[START Passage provided]

Felix J. Ward, an adjustor for Allstate, testified that he talked to Mrs. Simmers four days after the accident and she told him that “a big, red-faced trailer-tractor, dump-type vehicle with a ‘CP’ on its front forced her off the road” and that the vehicle was owned by Concrete Products Company. Mrs. Simmers categorically denied that she had told Ward this. Ward further testified that neither he nor his company was able to identify the truck or its owner or the driver of the vehicle which had been involved in the accident.

Jack Via, the general manager of Concrete Products Company, testified that after the plaintiff’s husband had complained to him that her car had been “forced off the road” by one of Concrete’s vehicles, he had inquired into the matter and found no information to indicate that one of Concrete’s trucks had been responsible for the accident.

Alfred J. Collins, who was operating one of Concrete’s trucks in the vicinity on the day of the accident, testified that while he saw the disabled Simmers vehicle he was not involved in the accident.

The employees of the Montgomery Limestone Corporation, a local concern, which was operating a rock quarry from which several trucks had been carrying crushed stone on the day of the accident, were unable to identify the vehicle or its driver which was involved in the accident.

[END Passage provided]
[START Information given]

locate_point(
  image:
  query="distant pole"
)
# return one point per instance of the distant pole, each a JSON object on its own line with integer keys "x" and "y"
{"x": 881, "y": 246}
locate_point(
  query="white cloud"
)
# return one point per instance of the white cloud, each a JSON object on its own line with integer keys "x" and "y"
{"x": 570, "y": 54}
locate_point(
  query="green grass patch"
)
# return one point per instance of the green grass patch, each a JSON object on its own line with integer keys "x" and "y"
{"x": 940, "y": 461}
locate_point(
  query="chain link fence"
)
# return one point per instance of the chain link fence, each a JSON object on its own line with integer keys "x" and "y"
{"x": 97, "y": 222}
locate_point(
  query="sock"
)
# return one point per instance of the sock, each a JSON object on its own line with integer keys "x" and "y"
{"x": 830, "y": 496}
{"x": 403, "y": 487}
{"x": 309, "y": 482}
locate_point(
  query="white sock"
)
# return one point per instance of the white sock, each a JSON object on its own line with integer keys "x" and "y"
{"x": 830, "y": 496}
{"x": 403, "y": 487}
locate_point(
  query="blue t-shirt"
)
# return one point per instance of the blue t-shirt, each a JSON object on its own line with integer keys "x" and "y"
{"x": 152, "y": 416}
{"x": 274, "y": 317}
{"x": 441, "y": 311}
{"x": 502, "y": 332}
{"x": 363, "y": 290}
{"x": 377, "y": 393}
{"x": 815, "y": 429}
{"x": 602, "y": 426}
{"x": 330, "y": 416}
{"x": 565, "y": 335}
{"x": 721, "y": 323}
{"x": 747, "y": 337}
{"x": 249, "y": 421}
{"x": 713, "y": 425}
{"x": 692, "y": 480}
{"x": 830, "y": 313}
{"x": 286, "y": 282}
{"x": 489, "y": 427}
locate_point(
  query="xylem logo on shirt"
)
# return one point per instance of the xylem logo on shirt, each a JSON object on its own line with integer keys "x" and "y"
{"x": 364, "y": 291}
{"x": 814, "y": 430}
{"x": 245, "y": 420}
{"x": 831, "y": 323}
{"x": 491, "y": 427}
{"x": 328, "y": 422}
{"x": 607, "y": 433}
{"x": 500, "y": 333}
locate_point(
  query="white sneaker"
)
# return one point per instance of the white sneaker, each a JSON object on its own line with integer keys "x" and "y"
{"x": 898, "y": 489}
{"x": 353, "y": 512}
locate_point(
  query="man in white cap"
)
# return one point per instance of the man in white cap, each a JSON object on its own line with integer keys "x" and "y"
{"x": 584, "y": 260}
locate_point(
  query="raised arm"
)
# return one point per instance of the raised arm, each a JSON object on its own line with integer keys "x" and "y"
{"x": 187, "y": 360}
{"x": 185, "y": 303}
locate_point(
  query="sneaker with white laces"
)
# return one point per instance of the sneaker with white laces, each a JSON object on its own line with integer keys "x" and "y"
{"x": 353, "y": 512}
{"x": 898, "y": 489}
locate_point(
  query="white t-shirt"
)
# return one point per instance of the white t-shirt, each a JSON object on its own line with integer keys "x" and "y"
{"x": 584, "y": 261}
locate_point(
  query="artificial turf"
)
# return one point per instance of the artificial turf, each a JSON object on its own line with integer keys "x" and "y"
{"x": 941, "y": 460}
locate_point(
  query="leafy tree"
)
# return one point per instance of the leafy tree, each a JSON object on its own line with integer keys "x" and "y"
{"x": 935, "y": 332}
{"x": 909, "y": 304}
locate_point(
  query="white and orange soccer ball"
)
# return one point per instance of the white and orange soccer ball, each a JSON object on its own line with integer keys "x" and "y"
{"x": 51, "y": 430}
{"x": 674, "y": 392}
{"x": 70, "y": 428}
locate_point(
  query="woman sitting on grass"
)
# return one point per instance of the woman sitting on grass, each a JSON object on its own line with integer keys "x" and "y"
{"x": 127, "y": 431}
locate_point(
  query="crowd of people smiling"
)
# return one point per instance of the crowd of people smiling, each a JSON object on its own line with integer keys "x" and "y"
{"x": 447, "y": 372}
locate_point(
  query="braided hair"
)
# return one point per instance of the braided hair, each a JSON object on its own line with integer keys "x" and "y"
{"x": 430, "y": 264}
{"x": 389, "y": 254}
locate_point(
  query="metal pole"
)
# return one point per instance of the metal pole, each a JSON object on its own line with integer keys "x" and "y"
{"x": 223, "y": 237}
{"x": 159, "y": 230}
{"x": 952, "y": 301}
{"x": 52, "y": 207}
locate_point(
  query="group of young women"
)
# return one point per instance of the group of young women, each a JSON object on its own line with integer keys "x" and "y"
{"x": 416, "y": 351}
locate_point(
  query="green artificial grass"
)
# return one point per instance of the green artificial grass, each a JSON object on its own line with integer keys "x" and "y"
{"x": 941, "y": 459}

[END Information given]

Exercise A: In the accident testimony passage, what led Jack Via to look into the matter? Answer in one to three sentences.
Exercise B: Go on with the accident testimony passage from its final sentence.

Reply A: Jack Via looked into the matter after the plaintiff's husband complained to him that her car had been "forced off the road" by one of Concrete's vehicles.

Reply B:
Thus, we see that accepting the evidence on behalf of the plaintiff, as the jury have done, it is quite sufficient to support the finding that no truck owned and operated by Concrete Products Company was involved in the accident and that the “owner or operator” of the vehicle so involved was “unknown” to the plaintiff.

Complaint is made of the refusal of the trial court to grant Instruction B-l, which reads:

“The court tells the jury that this action is brought under a special Virginia statute which allows a motorist to sue an unknown person, and, as a first indispensable element of her case in which *960 there was no contact between vehicles, prove by a preponderance of the evidence that there was in fact another vehicle involved which directly caused the accident and that she was unable to identify the owner or operator of vehicle so involved.
“If, therefore, the plaintiff does not establish either one or both of these facts by a preponderance of the evidence, or if on the whole evidence it is just as probable that there was not another vehicle involved as that there was, or if it is just as probable that Mrs.